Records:
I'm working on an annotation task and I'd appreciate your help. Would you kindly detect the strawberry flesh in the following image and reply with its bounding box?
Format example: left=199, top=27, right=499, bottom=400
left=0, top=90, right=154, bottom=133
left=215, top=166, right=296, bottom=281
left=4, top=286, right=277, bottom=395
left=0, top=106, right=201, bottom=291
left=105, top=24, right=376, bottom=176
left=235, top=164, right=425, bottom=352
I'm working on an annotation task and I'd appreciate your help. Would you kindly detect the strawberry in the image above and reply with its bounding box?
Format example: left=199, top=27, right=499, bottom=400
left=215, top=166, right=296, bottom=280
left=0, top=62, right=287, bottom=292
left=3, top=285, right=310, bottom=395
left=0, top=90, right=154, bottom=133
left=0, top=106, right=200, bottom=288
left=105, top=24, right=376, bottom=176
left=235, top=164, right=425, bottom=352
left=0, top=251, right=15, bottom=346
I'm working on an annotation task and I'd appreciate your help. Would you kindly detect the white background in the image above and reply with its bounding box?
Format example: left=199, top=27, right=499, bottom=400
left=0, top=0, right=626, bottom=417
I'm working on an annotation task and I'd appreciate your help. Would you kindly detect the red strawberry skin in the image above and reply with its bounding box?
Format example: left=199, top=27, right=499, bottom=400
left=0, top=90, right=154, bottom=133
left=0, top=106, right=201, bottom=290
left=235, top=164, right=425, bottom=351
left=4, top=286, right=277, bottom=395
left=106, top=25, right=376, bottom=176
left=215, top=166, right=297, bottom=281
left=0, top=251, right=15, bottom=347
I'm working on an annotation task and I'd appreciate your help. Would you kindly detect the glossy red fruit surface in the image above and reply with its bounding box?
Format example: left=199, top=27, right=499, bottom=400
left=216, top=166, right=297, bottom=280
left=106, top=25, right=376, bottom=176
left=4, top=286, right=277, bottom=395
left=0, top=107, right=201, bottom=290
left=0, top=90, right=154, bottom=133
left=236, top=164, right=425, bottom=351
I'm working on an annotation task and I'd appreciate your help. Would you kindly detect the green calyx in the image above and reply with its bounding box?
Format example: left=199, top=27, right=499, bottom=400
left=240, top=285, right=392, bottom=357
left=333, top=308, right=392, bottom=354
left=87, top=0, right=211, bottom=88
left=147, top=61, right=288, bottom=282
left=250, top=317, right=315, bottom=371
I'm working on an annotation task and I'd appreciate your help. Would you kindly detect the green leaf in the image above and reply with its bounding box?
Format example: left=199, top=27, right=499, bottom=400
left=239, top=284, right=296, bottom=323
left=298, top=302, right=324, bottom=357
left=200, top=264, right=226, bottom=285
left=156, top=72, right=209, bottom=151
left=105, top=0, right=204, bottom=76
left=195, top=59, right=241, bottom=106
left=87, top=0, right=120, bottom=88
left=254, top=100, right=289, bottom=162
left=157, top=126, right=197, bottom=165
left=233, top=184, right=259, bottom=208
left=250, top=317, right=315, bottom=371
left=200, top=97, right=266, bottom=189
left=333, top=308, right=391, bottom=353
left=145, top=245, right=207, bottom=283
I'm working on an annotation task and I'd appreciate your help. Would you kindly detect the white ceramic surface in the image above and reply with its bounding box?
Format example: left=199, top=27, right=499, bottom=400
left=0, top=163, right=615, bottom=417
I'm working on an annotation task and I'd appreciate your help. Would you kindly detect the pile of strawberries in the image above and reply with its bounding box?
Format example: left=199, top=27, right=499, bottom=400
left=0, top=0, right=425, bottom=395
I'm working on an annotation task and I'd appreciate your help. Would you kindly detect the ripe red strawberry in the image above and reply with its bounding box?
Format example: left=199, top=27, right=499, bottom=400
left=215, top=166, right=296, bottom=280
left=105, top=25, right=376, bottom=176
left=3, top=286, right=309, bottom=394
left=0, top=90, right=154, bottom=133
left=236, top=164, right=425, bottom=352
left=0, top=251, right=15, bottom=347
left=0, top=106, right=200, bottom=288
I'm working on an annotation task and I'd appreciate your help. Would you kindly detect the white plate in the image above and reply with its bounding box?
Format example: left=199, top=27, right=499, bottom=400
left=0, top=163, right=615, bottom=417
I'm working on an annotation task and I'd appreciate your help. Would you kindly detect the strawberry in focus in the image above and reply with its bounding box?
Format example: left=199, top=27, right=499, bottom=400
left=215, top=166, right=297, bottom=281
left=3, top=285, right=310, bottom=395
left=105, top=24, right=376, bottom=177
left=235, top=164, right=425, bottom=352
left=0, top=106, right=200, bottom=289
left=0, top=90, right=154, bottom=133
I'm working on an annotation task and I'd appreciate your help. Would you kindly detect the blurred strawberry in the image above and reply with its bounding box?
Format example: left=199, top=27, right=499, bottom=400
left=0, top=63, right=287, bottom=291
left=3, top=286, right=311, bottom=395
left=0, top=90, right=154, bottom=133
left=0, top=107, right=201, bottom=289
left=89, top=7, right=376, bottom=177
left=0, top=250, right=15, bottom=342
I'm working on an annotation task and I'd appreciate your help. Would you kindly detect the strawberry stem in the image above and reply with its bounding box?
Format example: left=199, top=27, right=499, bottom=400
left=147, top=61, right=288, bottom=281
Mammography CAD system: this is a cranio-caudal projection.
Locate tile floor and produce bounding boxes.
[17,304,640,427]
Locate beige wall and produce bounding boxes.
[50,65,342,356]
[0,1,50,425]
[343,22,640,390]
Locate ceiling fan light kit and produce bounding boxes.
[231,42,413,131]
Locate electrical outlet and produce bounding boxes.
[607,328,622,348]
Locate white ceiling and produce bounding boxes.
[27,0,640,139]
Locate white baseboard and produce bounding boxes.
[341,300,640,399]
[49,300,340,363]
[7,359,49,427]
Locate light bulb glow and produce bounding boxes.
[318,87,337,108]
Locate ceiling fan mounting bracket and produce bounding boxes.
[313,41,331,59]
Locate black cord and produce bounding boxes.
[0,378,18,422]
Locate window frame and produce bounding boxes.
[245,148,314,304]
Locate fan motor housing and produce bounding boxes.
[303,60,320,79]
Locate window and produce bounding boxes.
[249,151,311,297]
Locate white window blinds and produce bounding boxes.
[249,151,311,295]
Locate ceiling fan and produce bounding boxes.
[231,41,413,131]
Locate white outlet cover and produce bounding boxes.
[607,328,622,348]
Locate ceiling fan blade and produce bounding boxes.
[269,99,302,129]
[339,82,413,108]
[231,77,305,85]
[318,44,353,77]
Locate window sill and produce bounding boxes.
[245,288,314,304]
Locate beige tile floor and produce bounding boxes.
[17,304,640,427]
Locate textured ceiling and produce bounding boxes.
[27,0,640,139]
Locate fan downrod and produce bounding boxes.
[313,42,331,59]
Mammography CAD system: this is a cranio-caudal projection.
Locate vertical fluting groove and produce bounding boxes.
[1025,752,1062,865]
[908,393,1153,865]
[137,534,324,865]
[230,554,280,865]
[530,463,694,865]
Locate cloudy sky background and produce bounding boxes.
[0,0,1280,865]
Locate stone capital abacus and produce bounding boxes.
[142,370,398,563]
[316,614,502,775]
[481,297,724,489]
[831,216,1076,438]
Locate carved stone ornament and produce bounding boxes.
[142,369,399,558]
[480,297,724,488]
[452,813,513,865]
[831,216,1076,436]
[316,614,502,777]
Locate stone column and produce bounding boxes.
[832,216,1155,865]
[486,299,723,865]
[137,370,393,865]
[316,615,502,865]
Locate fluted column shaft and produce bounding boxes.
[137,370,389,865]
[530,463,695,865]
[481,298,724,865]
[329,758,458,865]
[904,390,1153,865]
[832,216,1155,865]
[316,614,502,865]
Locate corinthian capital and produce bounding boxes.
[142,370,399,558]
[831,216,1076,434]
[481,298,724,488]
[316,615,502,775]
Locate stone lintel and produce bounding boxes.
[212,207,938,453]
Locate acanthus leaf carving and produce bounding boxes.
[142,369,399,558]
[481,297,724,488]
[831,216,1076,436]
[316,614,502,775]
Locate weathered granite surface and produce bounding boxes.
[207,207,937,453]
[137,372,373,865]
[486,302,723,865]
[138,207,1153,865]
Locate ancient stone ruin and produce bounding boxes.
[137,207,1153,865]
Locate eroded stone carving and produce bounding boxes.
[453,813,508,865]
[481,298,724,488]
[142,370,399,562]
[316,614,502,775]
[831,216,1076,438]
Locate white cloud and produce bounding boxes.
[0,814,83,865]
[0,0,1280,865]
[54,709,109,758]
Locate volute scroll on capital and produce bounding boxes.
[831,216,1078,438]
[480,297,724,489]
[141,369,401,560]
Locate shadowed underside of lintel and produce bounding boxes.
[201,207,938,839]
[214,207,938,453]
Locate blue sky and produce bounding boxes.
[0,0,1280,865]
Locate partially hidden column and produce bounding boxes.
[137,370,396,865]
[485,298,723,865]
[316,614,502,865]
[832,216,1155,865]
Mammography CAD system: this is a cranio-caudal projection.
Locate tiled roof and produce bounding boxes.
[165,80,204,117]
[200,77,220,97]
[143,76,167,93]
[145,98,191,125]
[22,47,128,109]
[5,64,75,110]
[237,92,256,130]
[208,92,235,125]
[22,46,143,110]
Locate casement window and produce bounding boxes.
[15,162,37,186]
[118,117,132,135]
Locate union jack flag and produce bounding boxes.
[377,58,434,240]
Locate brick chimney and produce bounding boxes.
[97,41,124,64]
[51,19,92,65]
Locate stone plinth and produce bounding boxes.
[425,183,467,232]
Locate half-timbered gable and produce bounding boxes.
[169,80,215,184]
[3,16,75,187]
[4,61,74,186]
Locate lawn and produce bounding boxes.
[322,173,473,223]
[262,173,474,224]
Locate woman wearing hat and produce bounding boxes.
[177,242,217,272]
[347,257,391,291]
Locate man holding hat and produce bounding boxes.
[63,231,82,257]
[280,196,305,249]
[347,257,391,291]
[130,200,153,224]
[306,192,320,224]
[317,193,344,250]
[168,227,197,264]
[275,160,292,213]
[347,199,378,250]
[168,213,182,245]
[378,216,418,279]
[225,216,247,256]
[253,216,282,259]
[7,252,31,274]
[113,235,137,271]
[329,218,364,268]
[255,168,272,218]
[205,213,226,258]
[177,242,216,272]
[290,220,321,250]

Problem details – Change "produce" to "return" in the part that opens with the line containing "Locate blue sky and produce bounding boxes." and closes with the end of the material, and give those lines again with nothing else altered.

Full output –
Locate blue sky and return bounding boxes.
[0,0,1280,865]
Locate partially hidden column and return bounding boxes.
[137,370,396,865]
[485,298,723,865]
[316,614,502,865]
[832,216,1155,865]
Mammography CAD system: this is a cranio-caudal projection.
Locate tiled roof and return bounding boxes.
[165,80,204,117]
[200,77,220,97]
[143,76,167,93]
[145,98,191,125]
[22,47,128,109]
[5,64,75,110]
[237,92,256,130]
[208,92,235,125]
[22,46,143,110]
Locate casement window and return bounding boxes.
[15,162,37,186]
[118,117,132,135]
Locate union jack flag and return bounding boxes.
[377,58,434,240]
Locate brick chimney and return bounding boxes.
[97,41,124,64]
[51,19,92,65]
Locate stone plinth and return bounding boxes.
[425,183,467,232]
Locate half-timbered gable and return bounding boxes.
[169,80,215,184]
[3,16,75,187]
[4,61,74,186]
Locate lawn and return bounding boxes.
[322,173,473,223]
[262,173,474,224]
Locate woman wearing hat and return bounding boxes.
[177,242,217,272]
[347,257,391,291]
Locate man holding hat and return bounding boxes.
[63,231,82,257]
[280,196,305,249]
[347,257,391,291]
[130,200,153,224]
[306,192,320,224]
[317,193,344,250]
[168,227,197,264]
[275,160,292,213]
[347,199,378,250]
[168,213,182,245]
[378,216,418,279]
[225,216,247,256]
[253,216,282,259]
[7,252,31,274]
[113,235,137,271]
[329,218,364,268]
[255,168,272,218]
[205,213,226,258]
[177,242,216,272]
[290,220,321,250]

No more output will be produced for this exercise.